> [課題一覧]
**a)** ページ本文のうち、「流入空気温度Tairが上昇している場合、」から「れる歪み量S0よりも小さい。」までを、両端の語句も含めて一字一句変えずに出力してください。
**b)** ページ本文に登場するタイミング（t0 など）をすべて列挙すること。
**c)** ページ本文によると、歪みダメージ値P0を積算することで何が導出されるか。

---------- ページ本文 ----------

流入空気温度Tairが上昇している場合、空気温微分値dTairが正の値となる。例えばタイミングt1で、流入空気温度Tairの変化態様が上昇から降下に切り替わると、流入空気温度Tairが上昇していた期間における流入空気温度Tairの上昇量が温度変化量ΔTairとして導出される。また、流入空気温度Tairが上昇していた期間の時間的な長さが期間長ΔTMとして導出される。そして、温度変化量ΔTair及び期間長ΔTMを基に、歪み量S0が導出される。温度変化量ΔTairが大きいほど大きい値が歪み量S0として導出される。また、期間長ΔTMが期間長判定値ΔTMth未満である場合には、期間長ΔTMが期間長判定値ΔTMth以上である場合よりも大きい値が歪み量S0として導出される。これは、流入空気温度Tairが上昇する期間内における温度変化量ΔTairが同じであっても流入空気温度Tairの上昇速度が高いほど、冷却装置14の歪み度合いが大きくなるためである。
【0054】
タイミングt0からタイミングt1までの期間を第1増大期間とし、タイミングt3からタイミングt4までの期間を第2増大期間とする。第1増大期間及び第2増大期間の何れにおいても、流入空気温度Tairが上昇している。しかも、第1増大期間における温度変化量ΔTairと、第2増大期間における温度変化量ΔTairとは、互いに等しい。しかし、第2増大期間の期間長ΔTMは、第1増大期間の期間長ΔTMよりも長い。図5に示す例では、第1増大期間の期間長ΔTMは期間長判定値ΔTMth未満であるのに対し、第2増大期間の期間長ΔTMは期間長判定値ΔTMth以上である。そのため、タイミングt4で導出される歪み量S0は、タイミングt1で導出される歪み量S0よりも小さい。
【0055】
一方、流入空気温度Tairが降下している場合、空気温微分値dTairが負の値となる。例えばタイミングt2で、流入空気温度Tairの変化態様が降下から上昇に切り替わると、流入空気温度Tairが降下していた期間における流入空気温度Tairの降下量が温度変化量ΔTairとして導出される。また、流入空気温度Tairが降下していた期間の時間的な長さが期間長ΔTMとして導出される。そして、温度変化量ΔTair及び期間長ΔTMを基に、歪み量S0が導出される。温度変化量ΔTairが大きいほど大きい値が歪み量S0として導出される。また、期間長ΔTMが期間長判定値ΔTMth未満である場合には、期間長ΔTMが期間長判定値ΔTMth以上である場合よりも大きい値が歪み量S0として導出される。これは、流入空気温度Tairが降下する期間内における温度変化量ΔTairが同じであっても流入空気温度Tairの降下速度が高いほど、冷却装置14の歪み度合いが大きくなるためである。
【0056】
そして、上記のように導出された歪み量S0に応じた値として、歪みダメージ値P0が導出される。歪みダメージ値P0を積算することにより、蓄積ダメージ値DMが導出される。これにより、冷却装置14に蓄積された疲労の度合いを推定できる。

---------- 提供データ ----------

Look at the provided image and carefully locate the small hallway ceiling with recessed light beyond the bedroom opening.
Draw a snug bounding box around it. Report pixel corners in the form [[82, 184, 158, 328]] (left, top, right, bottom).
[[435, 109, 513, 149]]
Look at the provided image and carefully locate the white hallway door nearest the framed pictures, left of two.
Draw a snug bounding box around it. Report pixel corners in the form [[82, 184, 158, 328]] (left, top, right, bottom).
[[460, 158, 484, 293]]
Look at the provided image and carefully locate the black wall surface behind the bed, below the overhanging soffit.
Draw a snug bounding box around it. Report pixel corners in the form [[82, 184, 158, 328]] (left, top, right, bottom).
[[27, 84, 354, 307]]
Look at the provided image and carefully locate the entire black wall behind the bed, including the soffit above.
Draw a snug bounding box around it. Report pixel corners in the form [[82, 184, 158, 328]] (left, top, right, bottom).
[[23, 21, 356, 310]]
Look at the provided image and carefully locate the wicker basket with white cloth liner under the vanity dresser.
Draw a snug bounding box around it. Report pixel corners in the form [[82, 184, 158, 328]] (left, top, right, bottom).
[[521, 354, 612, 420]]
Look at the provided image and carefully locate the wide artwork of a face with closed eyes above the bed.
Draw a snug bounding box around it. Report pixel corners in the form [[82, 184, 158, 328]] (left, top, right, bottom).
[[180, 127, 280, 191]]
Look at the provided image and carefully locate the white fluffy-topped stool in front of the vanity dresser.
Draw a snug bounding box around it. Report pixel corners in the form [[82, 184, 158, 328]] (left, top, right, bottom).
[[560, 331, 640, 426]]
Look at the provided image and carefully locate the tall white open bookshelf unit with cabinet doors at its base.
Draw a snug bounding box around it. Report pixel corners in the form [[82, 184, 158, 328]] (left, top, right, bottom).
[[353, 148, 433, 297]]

----------
---------- 提供データ ----------

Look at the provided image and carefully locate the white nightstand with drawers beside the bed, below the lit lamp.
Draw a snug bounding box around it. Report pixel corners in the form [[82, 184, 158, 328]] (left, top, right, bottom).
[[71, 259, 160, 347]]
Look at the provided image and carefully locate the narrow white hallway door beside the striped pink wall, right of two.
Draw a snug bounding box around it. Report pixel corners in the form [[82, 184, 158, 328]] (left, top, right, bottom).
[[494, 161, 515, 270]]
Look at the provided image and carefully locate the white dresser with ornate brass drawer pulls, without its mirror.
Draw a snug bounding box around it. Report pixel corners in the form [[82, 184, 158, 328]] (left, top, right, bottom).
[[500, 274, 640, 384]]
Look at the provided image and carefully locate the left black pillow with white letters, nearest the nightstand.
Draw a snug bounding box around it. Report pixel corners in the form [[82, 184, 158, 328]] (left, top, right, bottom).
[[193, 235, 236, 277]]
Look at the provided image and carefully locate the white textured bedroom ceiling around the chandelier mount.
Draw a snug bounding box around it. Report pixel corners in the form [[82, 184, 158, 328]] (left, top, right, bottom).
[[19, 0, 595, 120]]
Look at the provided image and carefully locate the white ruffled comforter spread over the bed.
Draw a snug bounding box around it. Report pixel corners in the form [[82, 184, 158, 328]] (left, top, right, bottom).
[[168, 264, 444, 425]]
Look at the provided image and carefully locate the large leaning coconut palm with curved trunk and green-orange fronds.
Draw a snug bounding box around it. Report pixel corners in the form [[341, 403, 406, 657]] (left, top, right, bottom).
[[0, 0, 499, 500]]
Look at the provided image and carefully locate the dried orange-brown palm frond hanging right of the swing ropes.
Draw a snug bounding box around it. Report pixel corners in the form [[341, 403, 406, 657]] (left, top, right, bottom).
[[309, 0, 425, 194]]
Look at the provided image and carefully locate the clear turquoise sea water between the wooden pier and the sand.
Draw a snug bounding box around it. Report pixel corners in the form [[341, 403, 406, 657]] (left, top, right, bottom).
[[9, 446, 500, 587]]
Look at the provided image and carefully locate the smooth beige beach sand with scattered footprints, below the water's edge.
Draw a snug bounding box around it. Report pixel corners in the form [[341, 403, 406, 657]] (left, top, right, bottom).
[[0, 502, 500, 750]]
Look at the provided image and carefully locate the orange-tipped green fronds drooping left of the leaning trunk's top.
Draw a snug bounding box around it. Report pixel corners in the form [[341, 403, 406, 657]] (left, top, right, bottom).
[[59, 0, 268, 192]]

----------

> [解答一覧]
**a)**
流入空気温度Tairが上昇している場合、空気温微分値dTairが正の値となる。例えばタイミングt1で、流入空気温度Tairの変化態様が上昇から降下に切り替わると、流入空気温度Tairが上昇していた期間における流入空気温度Tairの上昇量が温度変化量ΔTairとして導出される。また、流入空気温度Tairが上昇していた期間の時間的な長さが期間長ΔTMとして導出される。そして、温度変化量ΔTair及び期間長ΔTMを基に、歪み量S0が導出される。温度変化量ΔTairが大きいほど大きい値が歪み量S0として導出される。また、期間長ΔTMが期間長判定値ΔTMth未満である場合には、期間長ΔTMが期間長判定値ΔTMth以上である場合よりも大きい値が歪み量S0として導出される。これは、流入空気温度Tairが上昇する期間内における温度変化量ΔTairが同じであっても流入空気温度Tairの上昇速度が高いほど、冷却装置14の歪み度合いが大きくなるためである。
【0054】
タイミングt0からタイミングt1までの期間を第1増大期間とし、タイミングt3からタイミングt4までの期間を第2増大期間とする。第1増大期間及び第2増大期間の何れにおいても、流入空気温度Tairが上昇している。しかも、第1増大期間における温度変化量ΔTairと、第2増大期間における温度変化量ΔTairとは、互いに等しい。しかし、第2増大期間の期間長ΔTMは、第1増大期間の期間長ΔTMよりも長い。図5に示す例では、第1増大期間の期間長ΔTMは期間長判定値ΔTMth未満であるのに対し、第2増大期間の期間長ΔTMは期間長判定値ΔTMth以上である。そのため、タイミングt4で導出される歪み量S0は、タイミングt1で導出される歪み量S0よりも小さい。

**b)** t0、t1、t2、t3、t4

**c)** 蓄積ダメージ値DM